[Items from a dataset]
▼

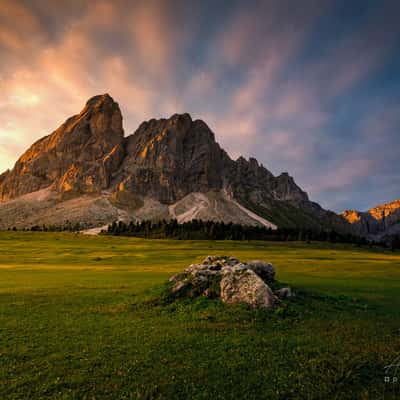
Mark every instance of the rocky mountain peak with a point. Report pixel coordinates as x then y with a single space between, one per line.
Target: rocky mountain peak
378 221
164 162
76 158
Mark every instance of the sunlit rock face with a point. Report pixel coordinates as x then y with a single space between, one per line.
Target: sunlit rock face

▲

Stated exercise: Rewrite the data above, swapping every "rocky mountain peak" for "rocky summit" and leaving all other wording as it is. Omit the pictures from your answer.

Answer to this task:
Mark every instance of the rocky summit with a point. Report pixel coordinates as x then y with a single space between, one per line.
Target: rocky summit
378 221
164 162
76 158
Mark every instance of the sunlit rock face with a point. Report pixel coordinates as x then y with a single space between, one per line.
Target: sunlit rock face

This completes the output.